BEGIN MATERIAL FOR THE TASK

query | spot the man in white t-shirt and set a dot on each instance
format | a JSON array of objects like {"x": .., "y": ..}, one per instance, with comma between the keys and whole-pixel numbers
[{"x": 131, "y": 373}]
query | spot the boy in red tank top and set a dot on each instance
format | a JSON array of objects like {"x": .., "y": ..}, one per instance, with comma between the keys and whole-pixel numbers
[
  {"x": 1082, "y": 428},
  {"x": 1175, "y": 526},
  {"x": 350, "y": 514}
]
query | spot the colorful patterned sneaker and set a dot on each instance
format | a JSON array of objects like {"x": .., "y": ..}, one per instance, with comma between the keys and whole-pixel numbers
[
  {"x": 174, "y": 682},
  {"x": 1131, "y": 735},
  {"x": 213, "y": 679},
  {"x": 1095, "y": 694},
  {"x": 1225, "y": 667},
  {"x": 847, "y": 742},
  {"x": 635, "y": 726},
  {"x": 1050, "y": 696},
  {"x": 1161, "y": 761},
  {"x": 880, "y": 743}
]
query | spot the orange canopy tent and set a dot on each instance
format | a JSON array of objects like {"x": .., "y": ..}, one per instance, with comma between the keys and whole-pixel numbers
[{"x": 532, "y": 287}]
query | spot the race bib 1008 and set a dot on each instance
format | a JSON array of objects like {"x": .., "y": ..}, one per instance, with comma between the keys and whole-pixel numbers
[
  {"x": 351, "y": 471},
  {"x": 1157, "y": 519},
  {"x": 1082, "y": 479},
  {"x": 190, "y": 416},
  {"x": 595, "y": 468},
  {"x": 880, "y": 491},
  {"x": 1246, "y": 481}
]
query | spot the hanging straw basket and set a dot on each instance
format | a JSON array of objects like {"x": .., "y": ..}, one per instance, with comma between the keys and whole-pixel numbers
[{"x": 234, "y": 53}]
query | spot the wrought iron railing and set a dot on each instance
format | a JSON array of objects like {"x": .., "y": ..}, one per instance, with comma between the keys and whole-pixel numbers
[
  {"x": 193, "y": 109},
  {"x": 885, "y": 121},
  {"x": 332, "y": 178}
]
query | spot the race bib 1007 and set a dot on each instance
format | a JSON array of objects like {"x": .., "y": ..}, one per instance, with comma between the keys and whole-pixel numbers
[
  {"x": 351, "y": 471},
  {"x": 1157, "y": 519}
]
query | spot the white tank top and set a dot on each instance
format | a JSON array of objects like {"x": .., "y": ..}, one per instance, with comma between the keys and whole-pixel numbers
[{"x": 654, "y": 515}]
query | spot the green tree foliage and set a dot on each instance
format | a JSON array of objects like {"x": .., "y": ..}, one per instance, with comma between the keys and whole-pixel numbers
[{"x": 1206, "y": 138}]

END MATERIAL FOR THE TASK
BEGIN MATERIAL FOR THE TASK

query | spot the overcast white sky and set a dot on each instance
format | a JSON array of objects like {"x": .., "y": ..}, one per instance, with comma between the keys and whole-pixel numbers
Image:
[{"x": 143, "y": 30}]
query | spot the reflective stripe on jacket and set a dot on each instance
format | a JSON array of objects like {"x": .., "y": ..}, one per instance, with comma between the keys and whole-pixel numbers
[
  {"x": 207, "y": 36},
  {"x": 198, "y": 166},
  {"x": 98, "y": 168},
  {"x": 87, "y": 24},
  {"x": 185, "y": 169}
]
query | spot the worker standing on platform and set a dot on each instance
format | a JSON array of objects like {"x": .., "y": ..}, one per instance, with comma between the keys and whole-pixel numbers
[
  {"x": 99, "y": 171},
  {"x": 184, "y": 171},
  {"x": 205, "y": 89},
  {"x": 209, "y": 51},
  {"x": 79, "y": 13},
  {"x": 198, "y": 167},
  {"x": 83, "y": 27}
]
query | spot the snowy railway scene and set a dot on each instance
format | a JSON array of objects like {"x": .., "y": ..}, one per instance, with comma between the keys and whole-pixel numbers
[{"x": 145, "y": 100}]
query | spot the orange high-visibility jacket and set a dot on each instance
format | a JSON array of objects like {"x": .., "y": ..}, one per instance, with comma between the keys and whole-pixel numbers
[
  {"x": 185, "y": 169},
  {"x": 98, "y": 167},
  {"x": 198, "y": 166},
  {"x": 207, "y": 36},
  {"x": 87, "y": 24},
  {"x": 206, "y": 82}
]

END MATERIAL FOR THE TASK
BEGIN MATERIAL FOR THE TASK

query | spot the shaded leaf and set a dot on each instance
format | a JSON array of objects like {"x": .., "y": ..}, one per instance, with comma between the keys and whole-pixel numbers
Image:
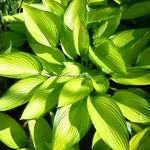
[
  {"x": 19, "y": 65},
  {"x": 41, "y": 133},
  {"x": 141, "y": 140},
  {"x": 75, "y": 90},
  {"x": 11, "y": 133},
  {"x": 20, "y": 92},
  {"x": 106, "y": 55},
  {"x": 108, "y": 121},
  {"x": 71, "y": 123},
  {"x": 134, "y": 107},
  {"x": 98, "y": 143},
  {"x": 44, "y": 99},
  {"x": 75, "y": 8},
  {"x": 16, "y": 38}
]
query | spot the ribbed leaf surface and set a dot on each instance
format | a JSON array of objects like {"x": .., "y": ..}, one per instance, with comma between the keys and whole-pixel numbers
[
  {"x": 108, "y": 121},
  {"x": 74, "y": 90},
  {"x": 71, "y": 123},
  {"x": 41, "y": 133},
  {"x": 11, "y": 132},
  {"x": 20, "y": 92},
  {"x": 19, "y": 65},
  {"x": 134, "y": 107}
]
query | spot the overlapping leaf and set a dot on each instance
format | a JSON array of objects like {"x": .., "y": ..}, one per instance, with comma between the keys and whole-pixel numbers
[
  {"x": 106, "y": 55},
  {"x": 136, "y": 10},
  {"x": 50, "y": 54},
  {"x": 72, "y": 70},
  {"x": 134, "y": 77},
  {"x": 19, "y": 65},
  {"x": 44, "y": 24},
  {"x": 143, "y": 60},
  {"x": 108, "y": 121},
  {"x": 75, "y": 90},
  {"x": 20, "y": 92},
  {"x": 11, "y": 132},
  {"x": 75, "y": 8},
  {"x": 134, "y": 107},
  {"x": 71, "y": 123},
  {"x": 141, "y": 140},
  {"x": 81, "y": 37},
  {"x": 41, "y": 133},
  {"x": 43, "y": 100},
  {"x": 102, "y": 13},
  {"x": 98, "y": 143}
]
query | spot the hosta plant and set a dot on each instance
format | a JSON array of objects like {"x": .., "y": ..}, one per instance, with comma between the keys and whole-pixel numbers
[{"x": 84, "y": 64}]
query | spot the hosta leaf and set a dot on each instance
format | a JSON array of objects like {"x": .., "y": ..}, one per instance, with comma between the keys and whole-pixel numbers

END MATERIAL FOR THE TASK

EXERCISE REQUIREMENTS
Reproduce only the lines above, starting at the line with "query | spot the reflective" and ending at the line with "query | spot the snowy", exactly as written.

EXERCISE ANSWER
query | spot the reflective stripe on jacket and set a dot on each instance
format | a JSON array of objects like {"x": .., "y": ..}, one per instance, with comma between the keys and whole-pixel numbers
[
  {"x": 207, "y": 36},
  {"x": 198, "y": 166},
  {"x": 98, "y": 168},
  {"x": 87, "y": 24},
  {"x": 185, "y": 169}
]
query | spot the worker standing on platform and set a dot on each instance
format | a JSON array of objects like {"x": .., "y": ..}, one per instance, with comma between the keys and whole-pixel numbers
[
  {"x": 99, "y": 171},
  {"x": 184, "y": 171},
  {"x": 205, "y": 89},
  {"x": 209, "y": 51},
  {"x": 79, "y": 13},
  {"x": 198, "y": 167},
  {"x": 83, "y": 27}
]
query | spot the snowy railway scene and set a dot on each instance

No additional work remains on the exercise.